Output every entry below word for word, without its pictures.

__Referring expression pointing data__
-.-.-

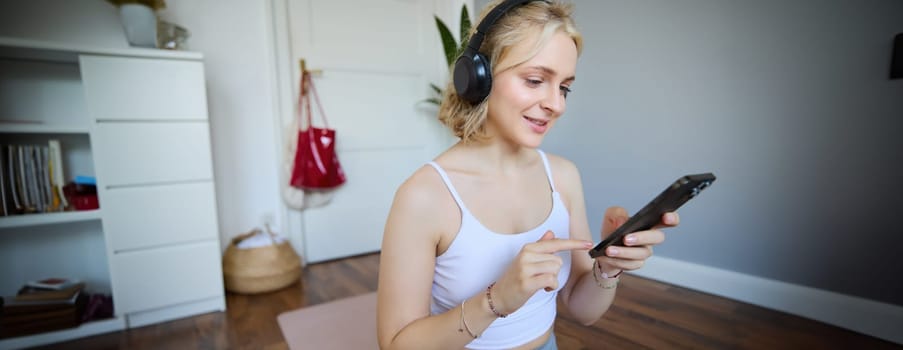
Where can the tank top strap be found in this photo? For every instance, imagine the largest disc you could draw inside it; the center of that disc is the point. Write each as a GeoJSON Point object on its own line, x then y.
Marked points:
{"type": "Point", "coordinates": [545, 162]}
{"type": "Point", "coordinates": [451, 188]}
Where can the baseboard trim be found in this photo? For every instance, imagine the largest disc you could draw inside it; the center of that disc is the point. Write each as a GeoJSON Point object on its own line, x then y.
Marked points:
{"type": "Point", "coordinates": [878, 319]}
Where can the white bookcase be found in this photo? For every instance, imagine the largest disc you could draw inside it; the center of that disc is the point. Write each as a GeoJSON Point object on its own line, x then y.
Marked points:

-.-.-

__Answer to this problem__
Where can the tank top strap be found in this photo? For every instance, imagine the largest disc you could draw inside it; the center of that disc is the point. Write each as a GeoJSON Point object on its own line, x then y.
Marked points:
{"type": "Point", "coordinates": [545, 162]}
{"type": "Point", "coordinates": [451, 188]}
Where can the baseboard trim be found in this photo? For every instance, imagine the largest disc you could draw inside it; the center of that disc is the point. Write each as a GeoJSON Point object on its own line, x then y.
Marked points:
{"type": "Point", "coordinates": [878, 319]}
Where can the white bookcase be found in this photo? For every instance, imagine the largest disc you could draw inside it; the center of that disc is the point. Write each as a GeoJSON Point object on its own line, x then y.
Marked points:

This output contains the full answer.